■ Goal of the exercise
Scale the material below by copying every line, requests included, with each coordinate in the answer outlines multiplied by 1.35 and rounded to a whole number, halves rounded up. Leave all numbers in the requests and their layout sample unchanged.

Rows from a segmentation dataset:
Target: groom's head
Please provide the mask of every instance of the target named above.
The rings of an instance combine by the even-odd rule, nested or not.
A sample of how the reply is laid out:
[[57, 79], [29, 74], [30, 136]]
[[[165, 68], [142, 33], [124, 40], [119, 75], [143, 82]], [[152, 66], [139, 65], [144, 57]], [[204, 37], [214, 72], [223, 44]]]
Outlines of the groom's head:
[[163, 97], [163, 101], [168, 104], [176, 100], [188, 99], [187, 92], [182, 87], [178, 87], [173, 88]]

■ Result of the exercise
Target: groom's head
Please provide the mask of every instance of the target named above.
The rings of an instance combine by the even-odd rule, nested or not.
A sample of how the reply is laid out:
[[57, 79], [29, 74], [30, 136]]
[[[165, 68], [142, 33], [124, 40], [119, 75], [143, 82]], [[152, 66], [139, 65], [144, 57]], [[204, 37], [214, 72], [223, 44]]]
Outlines of the groom's head:
[[220, 131], [220, 136], [227, 140], [238, 135], [254, 134], [252, 124], [246, 117], [240, 117], [234, 119]]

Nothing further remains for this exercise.